(Collected data entries)
──────────────────────────────

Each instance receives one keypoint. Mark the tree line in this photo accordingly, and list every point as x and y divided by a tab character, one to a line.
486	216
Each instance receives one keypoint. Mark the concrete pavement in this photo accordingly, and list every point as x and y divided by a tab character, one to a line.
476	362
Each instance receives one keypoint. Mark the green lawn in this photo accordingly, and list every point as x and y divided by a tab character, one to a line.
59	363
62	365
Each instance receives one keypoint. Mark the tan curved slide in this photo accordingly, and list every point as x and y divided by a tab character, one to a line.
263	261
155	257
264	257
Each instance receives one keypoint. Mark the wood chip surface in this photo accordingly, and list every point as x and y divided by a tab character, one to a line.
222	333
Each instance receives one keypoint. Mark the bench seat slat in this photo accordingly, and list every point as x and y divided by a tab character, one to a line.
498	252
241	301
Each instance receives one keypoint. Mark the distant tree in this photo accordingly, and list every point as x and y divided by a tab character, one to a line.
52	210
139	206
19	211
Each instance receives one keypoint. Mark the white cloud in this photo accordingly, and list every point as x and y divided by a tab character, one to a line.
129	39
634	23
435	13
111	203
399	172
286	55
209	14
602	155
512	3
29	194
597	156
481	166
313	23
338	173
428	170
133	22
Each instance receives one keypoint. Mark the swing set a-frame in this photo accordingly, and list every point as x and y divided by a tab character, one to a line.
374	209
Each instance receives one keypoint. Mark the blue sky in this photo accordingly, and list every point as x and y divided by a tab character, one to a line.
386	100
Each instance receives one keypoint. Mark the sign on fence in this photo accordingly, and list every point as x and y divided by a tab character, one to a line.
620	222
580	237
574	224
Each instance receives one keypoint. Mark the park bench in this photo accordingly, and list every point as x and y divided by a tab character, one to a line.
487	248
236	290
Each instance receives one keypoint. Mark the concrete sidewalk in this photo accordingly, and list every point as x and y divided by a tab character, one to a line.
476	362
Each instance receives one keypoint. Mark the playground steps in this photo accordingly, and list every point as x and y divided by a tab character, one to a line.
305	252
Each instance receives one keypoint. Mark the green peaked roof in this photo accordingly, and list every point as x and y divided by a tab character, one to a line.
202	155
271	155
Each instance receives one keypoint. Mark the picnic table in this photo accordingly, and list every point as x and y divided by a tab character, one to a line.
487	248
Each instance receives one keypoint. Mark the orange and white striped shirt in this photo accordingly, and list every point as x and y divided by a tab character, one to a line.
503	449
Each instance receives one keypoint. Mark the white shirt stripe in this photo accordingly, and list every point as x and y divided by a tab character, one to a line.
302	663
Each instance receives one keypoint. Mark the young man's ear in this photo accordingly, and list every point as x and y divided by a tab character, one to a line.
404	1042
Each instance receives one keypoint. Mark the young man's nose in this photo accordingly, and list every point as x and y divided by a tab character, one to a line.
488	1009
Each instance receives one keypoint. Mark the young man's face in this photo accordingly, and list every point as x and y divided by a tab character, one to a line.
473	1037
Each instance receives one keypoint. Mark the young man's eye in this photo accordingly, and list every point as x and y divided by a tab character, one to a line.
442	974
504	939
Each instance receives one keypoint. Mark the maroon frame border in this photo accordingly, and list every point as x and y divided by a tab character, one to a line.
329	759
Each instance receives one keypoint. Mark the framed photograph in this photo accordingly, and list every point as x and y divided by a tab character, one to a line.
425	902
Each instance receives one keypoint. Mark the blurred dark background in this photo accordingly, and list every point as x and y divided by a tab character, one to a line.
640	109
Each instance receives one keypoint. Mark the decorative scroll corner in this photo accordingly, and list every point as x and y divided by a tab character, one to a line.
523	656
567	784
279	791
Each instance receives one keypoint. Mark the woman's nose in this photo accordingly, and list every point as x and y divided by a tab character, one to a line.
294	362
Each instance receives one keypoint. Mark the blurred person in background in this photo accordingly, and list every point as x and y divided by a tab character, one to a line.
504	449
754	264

──────────────────────────────

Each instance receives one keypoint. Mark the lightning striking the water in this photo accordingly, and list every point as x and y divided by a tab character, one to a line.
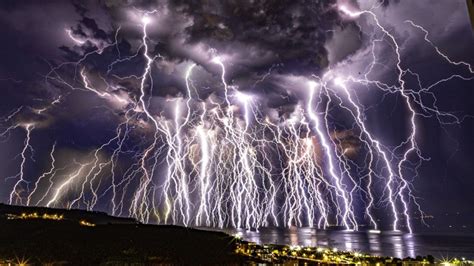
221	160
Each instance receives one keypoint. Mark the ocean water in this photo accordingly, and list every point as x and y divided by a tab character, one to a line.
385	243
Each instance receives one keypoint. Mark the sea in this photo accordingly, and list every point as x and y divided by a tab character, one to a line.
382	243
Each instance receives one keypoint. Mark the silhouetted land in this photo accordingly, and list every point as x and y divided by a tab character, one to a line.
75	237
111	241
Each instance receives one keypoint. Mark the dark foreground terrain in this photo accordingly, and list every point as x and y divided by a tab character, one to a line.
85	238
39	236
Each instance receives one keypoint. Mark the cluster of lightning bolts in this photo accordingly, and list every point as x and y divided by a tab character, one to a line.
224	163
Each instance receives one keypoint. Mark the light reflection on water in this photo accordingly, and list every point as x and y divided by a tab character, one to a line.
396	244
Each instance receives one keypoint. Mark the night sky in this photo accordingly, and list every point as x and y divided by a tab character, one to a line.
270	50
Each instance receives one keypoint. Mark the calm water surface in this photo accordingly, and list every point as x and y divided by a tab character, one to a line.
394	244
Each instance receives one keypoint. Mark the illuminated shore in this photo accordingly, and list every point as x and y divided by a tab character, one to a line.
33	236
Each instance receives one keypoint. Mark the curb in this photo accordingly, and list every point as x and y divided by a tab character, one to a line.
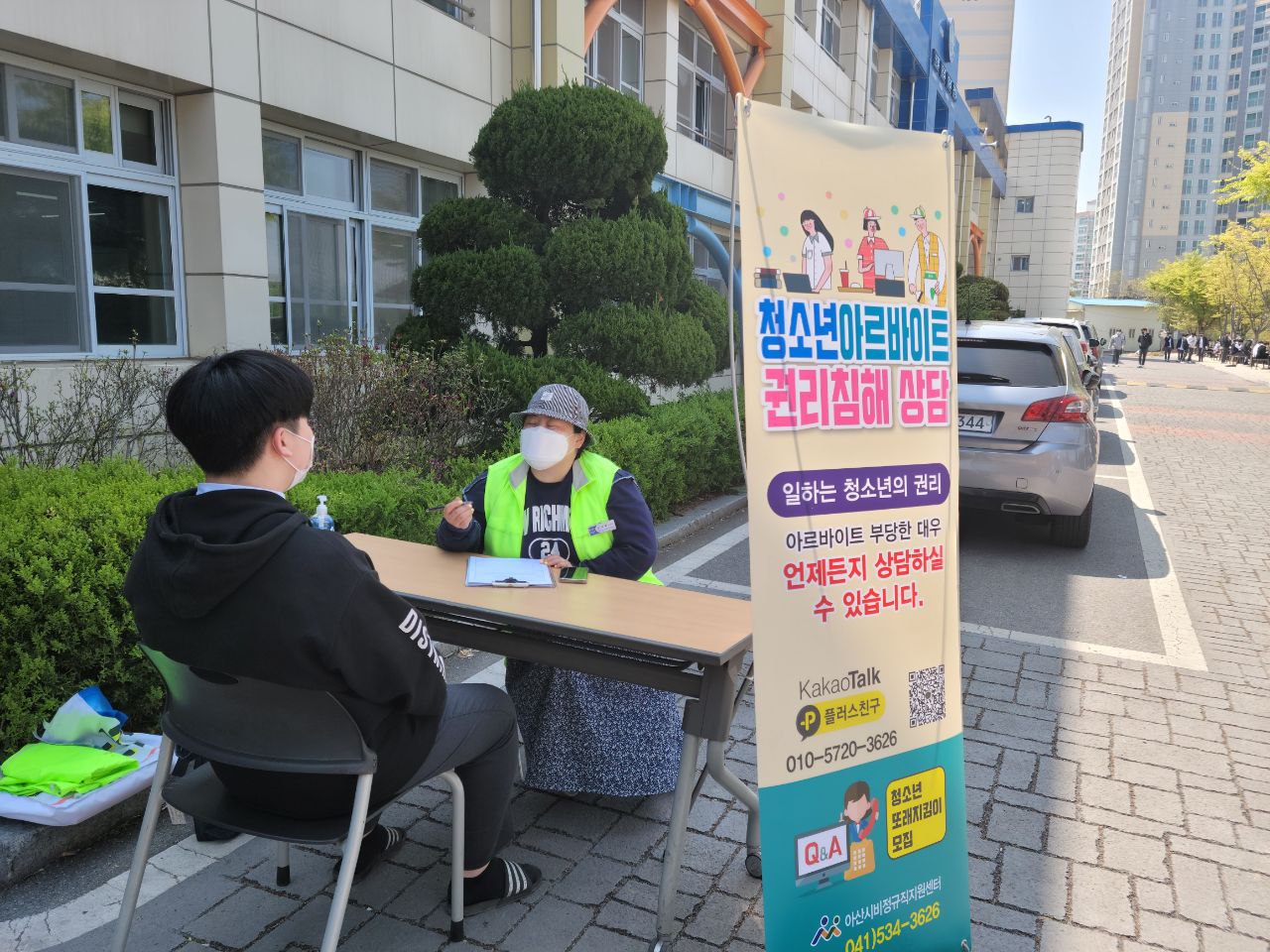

──────────────────────────────

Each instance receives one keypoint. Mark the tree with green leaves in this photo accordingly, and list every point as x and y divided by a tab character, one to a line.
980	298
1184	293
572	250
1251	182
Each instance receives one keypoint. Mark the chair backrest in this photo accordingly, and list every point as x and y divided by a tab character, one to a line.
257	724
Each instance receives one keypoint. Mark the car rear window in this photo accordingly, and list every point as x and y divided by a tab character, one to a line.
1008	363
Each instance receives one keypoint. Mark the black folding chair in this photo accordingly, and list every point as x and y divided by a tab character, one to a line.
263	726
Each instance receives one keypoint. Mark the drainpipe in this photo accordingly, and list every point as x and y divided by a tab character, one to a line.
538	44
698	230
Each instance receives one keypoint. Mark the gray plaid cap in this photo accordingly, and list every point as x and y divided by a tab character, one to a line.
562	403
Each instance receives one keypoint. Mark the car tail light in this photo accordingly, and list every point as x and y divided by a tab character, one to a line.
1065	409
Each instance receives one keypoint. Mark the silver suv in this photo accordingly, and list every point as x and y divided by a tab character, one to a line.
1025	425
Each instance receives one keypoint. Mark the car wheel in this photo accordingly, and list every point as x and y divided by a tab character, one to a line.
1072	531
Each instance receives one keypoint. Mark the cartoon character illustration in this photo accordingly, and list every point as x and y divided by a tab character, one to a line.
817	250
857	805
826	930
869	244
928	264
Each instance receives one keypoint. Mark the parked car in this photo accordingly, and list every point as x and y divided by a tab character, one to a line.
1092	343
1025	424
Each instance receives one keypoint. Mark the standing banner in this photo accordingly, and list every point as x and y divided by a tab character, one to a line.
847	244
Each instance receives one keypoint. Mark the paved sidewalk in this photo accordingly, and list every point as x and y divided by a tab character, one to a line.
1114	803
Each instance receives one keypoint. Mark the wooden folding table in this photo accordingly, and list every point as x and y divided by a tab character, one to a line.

──────────────────────────────

**WORK REQUEST:** In the entries above, please find the line with "Each instance receives one keypoint. Mark the silver" and the line with "Each instance receives one keypoint. Mark the wooden", then write out exactly those two lines and every line between them, and nothing more.

**RESPONSE FOR THIS EXERCISE:**
Each instance receives one keypoint. Mark the silver suv in this photo accordingly, and list every point as x and y divided by a tab character, one to a line.
1025	425
Each instance receives one keypoint. Mark the car wheel in this photo accordingly, and list every point as x and y divided by a tab character, one to a line.
1072	531
Each instance receives one keypoint. Mark the cartoon character illustration in this photo accordingly, and list every point as x and y divided by a tab character, one to a line.
817	250
857	805
826	930
869	244
928	264
Each instance receives one keypoint. Mark the parked car in this photo accordingly, and list every point as x and y divided by a tab character, one to a line.
1092	343
1025	424
Each instance receives one keypoint. Mark the standing banner in this photo accordingly, and list every point as x and y divided by a tab character, one to a line.
847	244
Each instance receives one keypoint. Mark the paved sidewalk in this photo accordingly, and list every point as x and y divided by a tab character, one to a line.
1114	803
Each instance receives one keypoint. Mark the wooden folding table in this photo accordingly, and list every point as x and y divided by a tab character, one to a line.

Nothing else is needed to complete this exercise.